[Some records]
==============================
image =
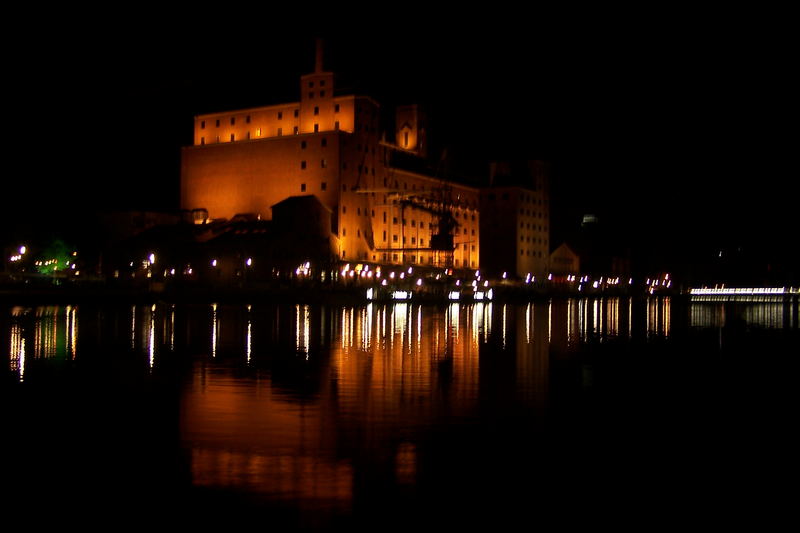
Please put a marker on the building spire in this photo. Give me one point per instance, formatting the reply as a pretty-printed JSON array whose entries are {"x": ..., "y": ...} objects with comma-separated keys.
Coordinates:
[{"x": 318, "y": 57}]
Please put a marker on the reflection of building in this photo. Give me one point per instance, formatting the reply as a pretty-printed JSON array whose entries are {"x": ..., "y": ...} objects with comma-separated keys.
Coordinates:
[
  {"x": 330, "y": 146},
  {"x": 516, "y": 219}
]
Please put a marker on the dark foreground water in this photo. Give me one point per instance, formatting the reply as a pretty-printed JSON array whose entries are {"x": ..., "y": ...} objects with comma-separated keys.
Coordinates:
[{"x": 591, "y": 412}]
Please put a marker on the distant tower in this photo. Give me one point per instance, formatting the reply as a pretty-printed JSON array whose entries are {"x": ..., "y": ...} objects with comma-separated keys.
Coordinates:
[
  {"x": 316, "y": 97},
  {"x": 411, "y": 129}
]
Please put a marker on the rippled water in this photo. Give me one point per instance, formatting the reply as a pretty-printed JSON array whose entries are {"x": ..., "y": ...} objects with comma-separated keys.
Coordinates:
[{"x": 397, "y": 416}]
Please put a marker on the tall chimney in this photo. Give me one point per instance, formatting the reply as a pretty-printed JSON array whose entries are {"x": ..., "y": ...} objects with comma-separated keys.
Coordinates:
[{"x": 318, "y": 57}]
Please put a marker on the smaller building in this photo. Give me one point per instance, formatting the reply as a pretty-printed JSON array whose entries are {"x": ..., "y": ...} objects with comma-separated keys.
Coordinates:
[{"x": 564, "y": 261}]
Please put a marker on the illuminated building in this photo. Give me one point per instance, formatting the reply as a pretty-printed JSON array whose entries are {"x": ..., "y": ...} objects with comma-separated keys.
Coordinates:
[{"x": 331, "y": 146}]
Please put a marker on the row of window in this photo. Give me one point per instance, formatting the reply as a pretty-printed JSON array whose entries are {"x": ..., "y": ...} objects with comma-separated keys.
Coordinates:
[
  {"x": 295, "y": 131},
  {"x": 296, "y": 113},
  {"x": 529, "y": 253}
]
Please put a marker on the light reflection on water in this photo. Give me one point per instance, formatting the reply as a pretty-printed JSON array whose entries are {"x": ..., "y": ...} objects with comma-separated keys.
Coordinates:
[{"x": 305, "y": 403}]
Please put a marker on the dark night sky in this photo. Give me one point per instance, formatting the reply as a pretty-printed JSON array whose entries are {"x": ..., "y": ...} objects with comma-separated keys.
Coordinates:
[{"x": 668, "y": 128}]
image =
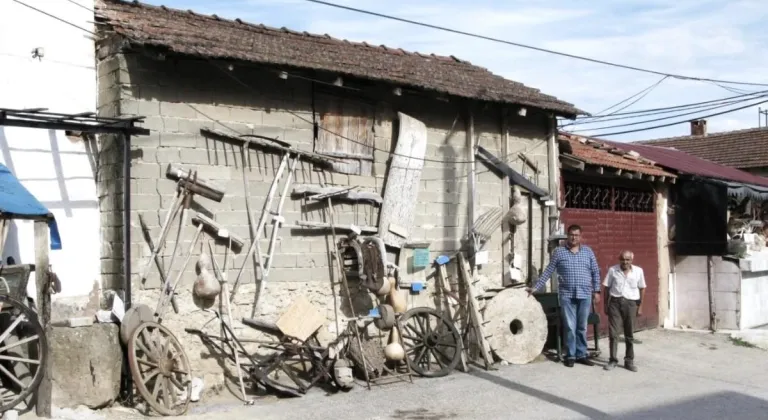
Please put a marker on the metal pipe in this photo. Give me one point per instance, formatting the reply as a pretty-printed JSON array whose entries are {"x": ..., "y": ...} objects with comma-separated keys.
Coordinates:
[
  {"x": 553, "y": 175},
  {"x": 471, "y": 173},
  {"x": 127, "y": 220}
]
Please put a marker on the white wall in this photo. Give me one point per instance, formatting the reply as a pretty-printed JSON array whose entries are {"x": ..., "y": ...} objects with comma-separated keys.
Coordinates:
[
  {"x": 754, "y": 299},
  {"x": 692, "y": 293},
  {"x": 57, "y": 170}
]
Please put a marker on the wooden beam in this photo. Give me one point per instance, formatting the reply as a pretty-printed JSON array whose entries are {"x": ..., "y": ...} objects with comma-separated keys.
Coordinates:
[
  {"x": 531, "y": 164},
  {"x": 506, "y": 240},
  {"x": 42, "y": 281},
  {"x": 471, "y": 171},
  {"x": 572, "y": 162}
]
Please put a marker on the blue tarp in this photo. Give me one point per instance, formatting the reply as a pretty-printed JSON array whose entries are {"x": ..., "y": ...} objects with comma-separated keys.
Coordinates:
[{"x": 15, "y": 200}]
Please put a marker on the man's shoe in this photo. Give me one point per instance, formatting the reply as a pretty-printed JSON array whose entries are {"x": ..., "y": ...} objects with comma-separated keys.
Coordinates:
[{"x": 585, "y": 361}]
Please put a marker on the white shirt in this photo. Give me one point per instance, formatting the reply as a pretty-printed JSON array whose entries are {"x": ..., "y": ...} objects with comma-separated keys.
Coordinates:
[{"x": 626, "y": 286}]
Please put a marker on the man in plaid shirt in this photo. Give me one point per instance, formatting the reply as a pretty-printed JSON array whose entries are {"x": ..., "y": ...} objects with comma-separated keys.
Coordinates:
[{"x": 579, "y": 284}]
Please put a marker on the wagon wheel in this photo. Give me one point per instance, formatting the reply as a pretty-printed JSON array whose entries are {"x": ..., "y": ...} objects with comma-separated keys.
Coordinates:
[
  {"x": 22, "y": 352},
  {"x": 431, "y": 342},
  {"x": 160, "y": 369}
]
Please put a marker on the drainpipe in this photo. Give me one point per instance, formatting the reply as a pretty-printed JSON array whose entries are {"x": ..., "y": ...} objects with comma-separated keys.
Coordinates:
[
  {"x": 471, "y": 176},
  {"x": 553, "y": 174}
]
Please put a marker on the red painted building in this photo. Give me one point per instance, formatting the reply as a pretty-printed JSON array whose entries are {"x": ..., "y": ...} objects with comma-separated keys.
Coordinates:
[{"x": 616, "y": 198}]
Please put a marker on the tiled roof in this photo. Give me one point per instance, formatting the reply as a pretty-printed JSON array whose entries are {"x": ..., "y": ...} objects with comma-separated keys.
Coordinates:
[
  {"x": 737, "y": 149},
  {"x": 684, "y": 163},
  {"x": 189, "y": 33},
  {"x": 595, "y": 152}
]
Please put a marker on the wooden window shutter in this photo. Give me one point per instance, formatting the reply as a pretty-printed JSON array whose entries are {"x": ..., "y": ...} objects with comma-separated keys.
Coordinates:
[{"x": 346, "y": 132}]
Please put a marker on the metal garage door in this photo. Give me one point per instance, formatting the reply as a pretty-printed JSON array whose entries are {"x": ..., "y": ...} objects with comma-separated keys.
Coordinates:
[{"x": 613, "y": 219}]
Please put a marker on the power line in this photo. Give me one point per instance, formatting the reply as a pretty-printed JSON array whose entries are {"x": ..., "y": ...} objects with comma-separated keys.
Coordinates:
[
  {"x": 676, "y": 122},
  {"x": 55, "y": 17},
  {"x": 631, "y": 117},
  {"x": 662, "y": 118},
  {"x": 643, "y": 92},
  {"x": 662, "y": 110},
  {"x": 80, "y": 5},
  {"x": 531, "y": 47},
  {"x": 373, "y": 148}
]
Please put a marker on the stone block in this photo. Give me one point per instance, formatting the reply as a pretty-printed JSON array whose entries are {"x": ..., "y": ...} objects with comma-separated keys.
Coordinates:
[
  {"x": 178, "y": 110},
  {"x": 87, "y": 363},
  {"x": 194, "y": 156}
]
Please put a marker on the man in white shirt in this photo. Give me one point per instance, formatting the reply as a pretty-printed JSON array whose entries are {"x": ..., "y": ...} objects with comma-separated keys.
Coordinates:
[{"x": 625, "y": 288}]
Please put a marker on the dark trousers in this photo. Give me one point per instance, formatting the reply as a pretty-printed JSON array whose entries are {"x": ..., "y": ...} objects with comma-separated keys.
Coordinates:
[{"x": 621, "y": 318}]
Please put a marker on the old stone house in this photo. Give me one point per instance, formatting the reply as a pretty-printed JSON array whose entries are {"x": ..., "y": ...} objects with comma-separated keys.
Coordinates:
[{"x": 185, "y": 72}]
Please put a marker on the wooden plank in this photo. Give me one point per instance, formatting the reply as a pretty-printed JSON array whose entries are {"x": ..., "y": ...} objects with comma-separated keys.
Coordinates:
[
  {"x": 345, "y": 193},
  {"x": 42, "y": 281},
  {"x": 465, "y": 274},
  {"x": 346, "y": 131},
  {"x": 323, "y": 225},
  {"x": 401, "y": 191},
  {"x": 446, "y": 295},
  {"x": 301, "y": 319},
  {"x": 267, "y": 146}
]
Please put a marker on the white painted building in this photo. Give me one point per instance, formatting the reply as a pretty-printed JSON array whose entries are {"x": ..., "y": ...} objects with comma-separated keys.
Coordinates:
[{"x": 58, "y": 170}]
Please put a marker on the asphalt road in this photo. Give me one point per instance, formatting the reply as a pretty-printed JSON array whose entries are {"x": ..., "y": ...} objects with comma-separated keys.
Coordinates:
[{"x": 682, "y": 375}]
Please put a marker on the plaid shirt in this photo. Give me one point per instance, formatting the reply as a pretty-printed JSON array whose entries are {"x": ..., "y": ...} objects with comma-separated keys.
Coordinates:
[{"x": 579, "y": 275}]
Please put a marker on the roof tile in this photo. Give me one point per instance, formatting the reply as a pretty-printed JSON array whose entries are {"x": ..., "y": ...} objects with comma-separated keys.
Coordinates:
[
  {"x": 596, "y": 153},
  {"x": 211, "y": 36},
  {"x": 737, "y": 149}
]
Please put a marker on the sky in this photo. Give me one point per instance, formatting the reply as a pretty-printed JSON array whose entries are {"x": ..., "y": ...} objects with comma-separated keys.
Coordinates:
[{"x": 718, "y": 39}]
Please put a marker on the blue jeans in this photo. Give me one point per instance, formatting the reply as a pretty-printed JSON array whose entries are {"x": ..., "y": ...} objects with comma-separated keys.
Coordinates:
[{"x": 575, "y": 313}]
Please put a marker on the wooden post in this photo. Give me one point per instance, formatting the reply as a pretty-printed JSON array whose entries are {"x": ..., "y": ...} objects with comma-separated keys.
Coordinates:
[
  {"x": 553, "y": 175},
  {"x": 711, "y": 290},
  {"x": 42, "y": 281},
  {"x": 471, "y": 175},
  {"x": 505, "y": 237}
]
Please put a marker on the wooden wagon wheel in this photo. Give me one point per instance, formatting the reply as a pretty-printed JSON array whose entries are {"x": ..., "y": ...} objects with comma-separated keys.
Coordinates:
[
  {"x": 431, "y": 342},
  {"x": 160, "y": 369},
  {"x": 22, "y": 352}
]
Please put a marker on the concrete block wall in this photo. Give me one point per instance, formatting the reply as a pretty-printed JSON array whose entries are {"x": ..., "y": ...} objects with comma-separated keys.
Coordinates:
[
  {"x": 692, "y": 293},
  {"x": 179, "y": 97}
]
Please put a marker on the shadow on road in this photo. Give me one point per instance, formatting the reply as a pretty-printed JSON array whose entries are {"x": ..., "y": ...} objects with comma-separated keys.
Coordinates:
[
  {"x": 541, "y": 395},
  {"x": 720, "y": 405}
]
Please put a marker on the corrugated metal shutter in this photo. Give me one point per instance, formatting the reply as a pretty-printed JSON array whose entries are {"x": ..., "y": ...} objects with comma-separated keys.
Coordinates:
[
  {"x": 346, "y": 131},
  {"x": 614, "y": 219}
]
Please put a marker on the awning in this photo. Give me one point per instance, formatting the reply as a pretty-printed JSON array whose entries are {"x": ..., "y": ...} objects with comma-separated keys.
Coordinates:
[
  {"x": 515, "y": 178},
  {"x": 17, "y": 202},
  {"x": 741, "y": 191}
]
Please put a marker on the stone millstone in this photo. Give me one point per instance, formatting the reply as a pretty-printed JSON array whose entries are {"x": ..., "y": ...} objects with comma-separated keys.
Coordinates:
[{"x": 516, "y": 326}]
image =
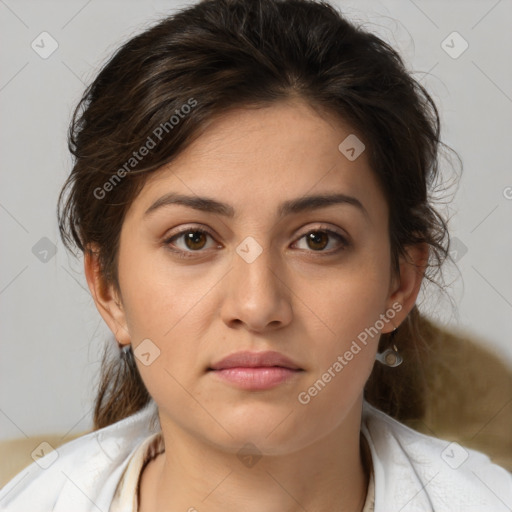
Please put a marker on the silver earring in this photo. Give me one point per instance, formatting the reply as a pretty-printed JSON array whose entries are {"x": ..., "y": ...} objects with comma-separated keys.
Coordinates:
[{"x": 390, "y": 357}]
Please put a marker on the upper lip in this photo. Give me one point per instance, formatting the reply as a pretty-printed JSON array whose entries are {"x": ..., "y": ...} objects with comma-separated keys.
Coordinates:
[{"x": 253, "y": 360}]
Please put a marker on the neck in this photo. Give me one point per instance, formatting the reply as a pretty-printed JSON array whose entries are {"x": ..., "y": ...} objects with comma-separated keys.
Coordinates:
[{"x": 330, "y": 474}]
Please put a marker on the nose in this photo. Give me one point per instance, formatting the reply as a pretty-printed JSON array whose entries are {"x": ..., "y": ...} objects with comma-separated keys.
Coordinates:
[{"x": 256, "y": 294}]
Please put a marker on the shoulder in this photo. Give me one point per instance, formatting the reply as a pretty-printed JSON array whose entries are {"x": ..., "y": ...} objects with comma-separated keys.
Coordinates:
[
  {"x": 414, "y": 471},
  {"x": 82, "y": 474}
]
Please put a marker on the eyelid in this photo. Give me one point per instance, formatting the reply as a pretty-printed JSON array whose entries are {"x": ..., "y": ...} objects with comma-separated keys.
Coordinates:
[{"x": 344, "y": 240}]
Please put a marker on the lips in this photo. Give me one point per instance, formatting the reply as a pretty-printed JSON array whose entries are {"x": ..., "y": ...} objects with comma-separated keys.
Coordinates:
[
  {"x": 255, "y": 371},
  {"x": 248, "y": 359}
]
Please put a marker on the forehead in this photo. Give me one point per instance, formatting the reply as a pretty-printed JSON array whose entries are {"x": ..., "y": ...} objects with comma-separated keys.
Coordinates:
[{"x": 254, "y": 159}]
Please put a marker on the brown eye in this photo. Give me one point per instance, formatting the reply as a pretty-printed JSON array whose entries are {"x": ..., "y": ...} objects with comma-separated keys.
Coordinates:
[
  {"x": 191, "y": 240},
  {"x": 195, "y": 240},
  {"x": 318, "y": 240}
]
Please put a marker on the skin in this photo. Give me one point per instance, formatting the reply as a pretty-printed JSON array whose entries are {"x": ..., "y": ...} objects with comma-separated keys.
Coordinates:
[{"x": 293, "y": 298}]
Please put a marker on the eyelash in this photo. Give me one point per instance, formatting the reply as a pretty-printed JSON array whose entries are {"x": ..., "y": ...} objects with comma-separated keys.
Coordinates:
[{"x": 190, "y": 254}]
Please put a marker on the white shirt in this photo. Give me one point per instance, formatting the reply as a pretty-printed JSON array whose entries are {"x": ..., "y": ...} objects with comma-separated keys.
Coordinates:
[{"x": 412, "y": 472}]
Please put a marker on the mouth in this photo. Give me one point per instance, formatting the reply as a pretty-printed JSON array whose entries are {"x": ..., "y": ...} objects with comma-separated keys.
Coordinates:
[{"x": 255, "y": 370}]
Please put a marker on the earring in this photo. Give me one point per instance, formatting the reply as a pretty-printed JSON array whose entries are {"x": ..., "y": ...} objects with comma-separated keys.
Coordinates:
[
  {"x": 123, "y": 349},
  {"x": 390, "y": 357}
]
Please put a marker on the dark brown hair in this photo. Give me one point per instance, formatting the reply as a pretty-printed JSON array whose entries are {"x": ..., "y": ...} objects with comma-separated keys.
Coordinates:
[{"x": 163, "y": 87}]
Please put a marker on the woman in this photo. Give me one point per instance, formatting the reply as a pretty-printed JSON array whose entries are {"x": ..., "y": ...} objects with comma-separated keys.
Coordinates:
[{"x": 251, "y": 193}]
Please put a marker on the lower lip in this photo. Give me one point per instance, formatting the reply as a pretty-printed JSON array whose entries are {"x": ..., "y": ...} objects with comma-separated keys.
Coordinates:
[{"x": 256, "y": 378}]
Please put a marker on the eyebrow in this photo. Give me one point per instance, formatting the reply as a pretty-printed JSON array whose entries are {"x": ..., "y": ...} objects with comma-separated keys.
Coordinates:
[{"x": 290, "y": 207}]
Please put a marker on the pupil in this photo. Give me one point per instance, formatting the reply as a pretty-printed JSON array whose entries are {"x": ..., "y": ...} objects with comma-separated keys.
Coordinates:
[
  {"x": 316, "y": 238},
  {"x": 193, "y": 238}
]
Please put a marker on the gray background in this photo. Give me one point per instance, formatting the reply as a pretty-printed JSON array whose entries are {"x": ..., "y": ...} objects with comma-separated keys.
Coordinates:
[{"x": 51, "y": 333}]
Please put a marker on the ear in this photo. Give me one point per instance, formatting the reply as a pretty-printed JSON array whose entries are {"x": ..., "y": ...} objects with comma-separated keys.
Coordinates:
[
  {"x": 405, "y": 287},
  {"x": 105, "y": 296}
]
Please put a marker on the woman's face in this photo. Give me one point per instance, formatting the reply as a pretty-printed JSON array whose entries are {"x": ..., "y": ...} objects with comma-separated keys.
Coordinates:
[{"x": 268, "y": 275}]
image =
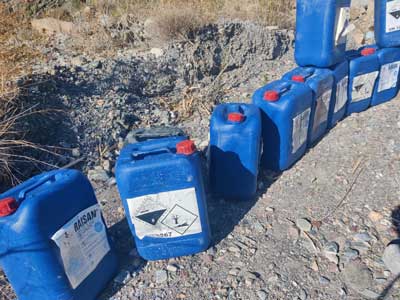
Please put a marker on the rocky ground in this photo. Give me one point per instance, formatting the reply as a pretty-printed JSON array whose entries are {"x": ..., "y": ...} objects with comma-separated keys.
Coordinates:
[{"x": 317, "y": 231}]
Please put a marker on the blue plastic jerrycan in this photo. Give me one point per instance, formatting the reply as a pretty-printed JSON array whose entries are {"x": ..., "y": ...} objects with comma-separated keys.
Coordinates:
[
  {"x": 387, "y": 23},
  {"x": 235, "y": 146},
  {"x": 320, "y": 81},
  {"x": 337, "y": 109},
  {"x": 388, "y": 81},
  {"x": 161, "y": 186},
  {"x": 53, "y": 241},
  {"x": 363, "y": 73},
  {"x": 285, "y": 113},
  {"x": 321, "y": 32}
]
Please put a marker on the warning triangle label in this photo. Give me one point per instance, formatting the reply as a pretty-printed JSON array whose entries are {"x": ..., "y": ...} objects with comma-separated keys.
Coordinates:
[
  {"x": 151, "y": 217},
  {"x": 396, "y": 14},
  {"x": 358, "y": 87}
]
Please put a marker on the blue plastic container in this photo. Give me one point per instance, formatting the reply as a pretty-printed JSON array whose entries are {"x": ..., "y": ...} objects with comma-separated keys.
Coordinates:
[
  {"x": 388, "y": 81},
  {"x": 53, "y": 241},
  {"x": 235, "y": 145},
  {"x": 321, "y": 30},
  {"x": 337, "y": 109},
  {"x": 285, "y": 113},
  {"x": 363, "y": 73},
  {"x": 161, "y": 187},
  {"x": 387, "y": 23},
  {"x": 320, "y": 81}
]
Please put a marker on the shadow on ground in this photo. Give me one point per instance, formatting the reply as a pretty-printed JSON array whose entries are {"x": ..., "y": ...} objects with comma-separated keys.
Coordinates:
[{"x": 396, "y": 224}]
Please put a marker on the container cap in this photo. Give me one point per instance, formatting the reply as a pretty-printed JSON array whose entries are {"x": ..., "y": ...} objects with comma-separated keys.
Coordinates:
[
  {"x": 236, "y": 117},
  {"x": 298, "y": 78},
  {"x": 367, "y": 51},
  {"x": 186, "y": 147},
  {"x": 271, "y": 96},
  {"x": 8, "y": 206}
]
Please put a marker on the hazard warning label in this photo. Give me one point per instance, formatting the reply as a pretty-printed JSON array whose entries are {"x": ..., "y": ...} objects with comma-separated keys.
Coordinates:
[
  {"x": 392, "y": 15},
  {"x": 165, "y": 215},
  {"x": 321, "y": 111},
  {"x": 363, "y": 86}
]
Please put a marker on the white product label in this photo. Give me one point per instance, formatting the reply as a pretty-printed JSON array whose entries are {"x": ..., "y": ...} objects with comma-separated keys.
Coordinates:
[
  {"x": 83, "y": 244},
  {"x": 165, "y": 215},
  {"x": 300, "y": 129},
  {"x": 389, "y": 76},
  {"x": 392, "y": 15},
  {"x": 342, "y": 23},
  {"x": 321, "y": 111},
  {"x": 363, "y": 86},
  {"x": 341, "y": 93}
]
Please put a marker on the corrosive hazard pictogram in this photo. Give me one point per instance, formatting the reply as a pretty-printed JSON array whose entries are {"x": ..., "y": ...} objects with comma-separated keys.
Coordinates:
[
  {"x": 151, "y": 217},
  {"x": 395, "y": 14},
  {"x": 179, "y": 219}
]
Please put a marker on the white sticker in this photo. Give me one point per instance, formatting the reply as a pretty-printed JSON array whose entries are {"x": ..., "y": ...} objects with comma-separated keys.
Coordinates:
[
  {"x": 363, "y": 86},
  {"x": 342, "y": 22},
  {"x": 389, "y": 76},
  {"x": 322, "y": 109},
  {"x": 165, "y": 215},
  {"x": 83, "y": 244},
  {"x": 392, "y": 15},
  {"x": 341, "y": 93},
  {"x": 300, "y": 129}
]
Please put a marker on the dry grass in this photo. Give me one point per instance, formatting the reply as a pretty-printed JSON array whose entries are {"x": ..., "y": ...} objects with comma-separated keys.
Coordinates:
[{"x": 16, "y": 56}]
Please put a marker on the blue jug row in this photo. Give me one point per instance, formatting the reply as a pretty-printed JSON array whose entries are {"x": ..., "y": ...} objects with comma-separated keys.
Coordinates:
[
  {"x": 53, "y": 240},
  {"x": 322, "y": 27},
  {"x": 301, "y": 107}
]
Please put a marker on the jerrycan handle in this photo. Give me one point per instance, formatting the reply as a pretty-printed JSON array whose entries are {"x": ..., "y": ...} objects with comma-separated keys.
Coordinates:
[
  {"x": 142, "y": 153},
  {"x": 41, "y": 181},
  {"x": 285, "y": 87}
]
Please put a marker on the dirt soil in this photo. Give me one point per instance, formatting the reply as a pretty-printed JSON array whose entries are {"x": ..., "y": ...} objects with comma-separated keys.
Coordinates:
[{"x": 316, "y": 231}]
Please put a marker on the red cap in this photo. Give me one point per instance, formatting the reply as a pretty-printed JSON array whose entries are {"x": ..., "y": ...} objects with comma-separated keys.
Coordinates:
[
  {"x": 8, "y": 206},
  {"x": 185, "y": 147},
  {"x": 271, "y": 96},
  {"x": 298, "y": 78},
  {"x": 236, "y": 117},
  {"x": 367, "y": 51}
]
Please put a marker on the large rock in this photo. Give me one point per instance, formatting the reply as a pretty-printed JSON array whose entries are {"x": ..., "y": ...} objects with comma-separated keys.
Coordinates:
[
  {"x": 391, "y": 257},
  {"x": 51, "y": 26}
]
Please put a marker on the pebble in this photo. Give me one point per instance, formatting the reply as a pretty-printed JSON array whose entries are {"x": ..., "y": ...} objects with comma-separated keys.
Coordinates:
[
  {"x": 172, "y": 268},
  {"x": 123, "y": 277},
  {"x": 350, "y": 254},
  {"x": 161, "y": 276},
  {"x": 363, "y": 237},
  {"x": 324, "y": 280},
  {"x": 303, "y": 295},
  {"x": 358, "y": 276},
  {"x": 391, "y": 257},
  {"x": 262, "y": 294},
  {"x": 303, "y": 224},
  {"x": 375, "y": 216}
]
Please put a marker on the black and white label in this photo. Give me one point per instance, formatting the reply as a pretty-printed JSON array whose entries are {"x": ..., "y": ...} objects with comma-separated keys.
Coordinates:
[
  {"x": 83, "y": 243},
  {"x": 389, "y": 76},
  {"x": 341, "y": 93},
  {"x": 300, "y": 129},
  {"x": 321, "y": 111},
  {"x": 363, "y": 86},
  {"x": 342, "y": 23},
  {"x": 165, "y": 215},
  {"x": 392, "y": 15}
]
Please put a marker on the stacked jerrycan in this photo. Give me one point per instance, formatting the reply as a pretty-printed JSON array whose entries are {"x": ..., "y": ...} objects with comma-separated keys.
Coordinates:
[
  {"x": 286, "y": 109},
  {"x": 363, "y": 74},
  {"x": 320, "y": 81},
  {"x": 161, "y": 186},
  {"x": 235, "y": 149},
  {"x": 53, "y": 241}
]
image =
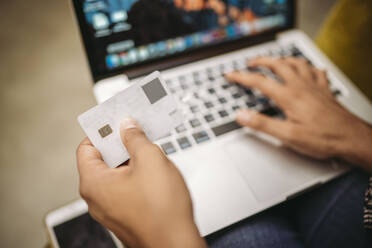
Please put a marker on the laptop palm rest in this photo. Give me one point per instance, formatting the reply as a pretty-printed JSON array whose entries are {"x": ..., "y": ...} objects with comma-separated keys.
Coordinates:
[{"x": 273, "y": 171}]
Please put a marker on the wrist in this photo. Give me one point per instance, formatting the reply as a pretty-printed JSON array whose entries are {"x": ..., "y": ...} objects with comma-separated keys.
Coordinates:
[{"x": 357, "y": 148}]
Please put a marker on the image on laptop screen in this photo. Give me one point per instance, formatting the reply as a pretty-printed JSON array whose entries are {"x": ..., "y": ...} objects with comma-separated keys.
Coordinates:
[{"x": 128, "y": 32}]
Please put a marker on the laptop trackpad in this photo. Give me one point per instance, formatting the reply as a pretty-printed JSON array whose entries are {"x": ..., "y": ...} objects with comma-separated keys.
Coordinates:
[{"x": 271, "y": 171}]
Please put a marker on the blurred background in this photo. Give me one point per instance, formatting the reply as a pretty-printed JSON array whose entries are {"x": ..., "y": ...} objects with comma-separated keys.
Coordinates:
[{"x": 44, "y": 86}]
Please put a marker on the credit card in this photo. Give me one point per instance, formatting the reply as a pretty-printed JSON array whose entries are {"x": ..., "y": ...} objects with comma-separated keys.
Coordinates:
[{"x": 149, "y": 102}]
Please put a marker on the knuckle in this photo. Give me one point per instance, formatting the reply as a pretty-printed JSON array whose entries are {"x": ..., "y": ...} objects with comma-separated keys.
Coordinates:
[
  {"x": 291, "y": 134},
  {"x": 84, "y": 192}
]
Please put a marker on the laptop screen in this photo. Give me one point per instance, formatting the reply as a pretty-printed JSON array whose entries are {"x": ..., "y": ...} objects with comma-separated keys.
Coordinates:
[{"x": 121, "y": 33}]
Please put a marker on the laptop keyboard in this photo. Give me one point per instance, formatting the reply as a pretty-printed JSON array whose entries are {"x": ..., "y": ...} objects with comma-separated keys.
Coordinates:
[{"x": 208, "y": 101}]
==============================
# [WHAT THE TASK ASKS]
Would you quote, exactly and only, the lines from the one containing "Please put a marker on the credit" to the end of the entries?

# [FINISHED ANSWER]
Please put a marker on the credit card in this photo. Give me one point per instance, formatting the reply as a pretty-printed JSON array whose entries are {"x": ..., "y": ...} objects with comma-separated keys.
Coordinates:
[{"x": 149, "y": 102}]
Please put a marker on the knuckle in this photo. Give me one point per instance, formatting the reply as a pretty-printed JSON array whose entries are {"x": ..., "y": ...} objects with comma-separated keys.
Coordinates:
[
  {"x": 291, "y": 134},
  {"x": 84, "y": 192}
]
Please put a marker on the laptop screen in this photo. Give me one point per instance, formatting the reply as a pretty-printed JSON array whose entries are {"x": ..., "y": ...} objects with comma-separated keys.
Coordinates:
[{"x": 121, "y": 33}]
Please put a marker on the laptop keyboard in this photo. Give me one point per instance, formatting the reply as a pretty-printed JSON array whose entries are {"x": ..., "y": ...} objects with comma-separated keys.
Coordinates:
[{"x": 208, "y": 101}]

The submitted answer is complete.